BRIEF — Print the data below exactly as it stands, and keep the pictures out.

MATERIAL PROVIDED —

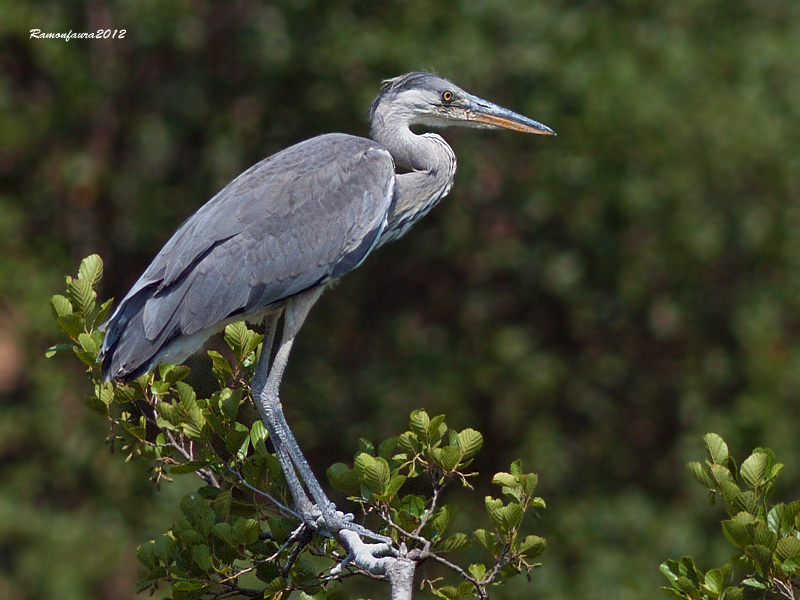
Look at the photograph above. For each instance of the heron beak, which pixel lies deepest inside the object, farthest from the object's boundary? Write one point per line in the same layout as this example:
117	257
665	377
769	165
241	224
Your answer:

THE ANSWER —
Look at the photograph above. For each instance of the heron beak, which pixel lies deepest inside the object, farthest from the object's boundary? Write one point per line in the same layout as this example:
117	257
665	377
769	165
241	224
Your answer:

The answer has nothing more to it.